» YOUR OBJECTIVE
Which lines in the records below contain the word "girl"? Show each of them in full.

» Pointing entries for named objects

*****

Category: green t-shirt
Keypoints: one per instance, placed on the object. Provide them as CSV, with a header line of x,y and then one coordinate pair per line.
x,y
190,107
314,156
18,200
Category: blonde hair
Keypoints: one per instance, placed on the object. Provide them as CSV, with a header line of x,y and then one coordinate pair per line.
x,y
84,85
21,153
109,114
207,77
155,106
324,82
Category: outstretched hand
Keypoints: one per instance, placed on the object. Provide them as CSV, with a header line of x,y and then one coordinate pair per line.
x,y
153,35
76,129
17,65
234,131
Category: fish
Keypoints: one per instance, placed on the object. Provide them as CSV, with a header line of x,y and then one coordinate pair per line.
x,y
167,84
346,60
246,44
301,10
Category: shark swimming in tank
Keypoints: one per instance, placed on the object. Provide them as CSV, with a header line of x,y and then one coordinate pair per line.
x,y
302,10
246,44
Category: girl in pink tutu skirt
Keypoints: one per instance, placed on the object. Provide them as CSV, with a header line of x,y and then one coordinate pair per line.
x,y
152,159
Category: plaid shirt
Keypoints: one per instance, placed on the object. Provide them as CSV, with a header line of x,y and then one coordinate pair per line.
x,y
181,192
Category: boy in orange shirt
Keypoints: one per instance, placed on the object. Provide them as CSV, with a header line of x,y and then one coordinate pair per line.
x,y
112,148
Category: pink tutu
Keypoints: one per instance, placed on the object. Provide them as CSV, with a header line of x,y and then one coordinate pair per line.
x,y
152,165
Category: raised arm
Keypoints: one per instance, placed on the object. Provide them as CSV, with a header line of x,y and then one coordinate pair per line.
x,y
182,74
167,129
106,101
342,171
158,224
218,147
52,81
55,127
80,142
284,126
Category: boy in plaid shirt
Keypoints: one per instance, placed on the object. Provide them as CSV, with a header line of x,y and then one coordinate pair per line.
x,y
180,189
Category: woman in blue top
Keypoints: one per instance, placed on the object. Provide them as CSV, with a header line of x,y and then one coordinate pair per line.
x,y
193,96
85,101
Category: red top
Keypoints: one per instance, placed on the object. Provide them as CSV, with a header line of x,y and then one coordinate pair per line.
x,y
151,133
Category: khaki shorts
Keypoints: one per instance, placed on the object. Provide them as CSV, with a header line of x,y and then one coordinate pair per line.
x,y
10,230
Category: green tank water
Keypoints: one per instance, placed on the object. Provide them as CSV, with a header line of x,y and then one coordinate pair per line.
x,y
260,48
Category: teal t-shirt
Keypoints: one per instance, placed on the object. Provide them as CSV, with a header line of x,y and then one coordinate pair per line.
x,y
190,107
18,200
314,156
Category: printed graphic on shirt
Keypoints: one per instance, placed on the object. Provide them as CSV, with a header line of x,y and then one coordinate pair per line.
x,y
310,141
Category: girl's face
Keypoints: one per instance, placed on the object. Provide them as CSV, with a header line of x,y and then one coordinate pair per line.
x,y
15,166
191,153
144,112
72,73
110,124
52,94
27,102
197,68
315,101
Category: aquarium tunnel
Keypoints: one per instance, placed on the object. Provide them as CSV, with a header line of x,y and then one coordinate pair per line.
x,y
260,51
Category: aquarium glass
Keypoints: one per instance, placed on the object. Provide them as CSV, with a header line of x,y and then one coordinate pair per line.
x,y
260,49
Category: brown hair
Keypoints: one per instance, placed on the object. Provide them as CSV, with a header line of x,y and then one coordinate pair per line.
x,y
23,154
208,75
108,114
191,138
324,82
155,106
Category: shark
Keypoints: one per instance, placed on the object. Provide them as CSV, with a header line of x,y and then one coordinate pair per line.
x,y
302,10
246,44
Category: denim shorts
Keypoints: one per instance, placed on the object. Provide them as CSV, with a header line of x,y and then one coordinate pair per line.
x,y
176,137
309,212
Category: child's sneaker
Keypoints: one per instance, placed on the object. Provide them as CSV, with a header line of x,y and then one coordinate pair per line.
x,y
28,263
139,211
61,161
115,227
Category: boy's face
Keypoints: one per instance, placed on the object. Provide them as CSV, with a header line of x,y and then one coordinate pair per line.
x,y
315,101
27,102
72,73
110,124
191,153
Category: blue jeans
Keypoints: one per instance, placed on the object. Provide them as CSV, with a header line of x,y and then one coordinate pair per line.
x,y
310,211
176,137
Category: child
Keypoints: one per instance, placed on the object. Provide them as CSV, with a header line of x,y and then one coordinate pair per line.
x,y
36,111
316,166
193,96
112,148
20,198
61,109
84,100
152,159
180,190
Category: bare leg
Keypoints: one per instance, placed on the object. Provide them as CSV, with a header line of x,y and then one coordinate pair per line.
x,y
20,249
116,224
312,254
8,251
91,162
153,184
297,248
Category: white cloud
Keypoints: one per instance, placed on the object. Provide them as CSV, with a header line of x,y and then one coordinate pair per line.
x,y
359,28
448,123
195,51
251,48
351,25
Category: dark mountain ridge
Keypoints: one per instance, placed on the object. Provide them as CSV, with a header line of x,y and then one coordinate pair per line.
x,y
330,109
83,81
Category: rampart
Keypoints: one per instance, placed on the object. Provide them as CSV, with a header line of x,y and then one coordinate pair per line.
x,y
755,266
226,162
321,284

*****

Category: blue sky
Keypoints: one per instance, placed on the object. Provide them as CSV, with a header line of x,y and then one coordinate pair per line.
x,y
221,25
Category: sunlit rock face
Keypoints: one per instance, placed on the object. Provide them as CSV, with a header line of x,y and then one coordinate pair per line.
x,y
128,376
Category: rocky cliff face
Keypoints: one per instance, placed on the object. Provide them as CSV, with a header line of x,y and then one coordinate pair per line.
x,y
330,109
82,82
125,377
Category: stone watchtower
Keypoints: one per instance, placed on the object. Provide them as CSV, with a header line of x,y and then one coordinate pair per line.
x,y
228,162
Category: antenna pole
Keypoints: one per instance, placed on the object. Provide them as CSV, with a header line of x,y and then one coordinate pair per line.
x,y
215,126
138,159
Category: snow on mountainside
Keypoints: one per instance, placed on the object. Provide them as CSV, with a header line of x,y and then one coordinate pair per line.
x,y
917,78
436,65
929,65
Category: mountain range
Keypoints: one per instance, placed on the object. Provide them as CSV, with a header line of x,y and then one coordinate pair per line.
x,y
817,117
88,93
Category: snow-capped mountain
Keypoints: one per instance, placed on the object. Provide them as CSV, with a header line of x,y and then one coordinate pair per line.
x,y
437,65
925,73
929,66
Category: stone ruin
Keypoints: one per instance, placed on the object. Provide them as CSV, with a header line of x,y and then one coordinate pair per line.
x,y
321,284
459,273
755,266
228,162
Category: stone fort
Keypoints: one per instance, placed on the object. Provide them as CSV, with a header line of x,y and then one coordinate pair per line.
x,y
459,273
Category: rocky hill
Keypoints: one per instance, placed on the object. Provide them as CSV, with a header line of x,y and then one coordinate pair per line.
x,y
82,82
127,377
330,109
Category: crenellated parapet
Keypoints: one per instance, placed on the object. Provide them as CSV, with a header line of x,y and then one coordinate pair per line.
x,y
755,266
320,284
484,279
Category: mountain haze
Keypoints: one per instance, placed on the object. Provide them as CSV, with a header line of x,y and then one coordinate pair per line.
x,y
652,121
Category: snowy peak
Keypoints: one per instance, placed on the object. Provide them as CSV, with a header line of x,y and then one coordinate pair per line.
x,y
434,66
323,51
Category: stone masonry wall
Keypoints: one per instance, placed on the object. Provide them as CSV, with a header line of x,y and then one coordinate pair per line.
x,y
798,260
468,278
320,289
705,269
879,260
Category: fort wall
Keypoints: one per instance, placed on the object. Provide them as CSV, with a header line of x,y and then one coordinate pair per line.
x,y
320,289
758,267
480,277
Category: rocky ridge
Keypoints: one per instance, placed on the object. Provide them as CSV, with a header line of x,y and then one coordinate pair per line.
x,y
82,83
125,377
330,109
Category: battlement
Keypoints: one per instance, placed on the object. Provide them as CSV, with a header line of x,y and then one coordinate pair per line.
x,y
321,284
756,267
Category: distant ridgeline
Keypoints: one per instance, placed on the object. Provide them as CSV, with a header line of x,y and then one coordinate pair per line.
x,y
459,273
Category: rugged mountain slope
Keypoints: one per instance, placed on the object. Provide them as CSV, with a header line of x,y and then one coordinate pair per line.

*****

» EXPECTED OUTPUT
Category: girl in pink tutu skirt
Category: girl's face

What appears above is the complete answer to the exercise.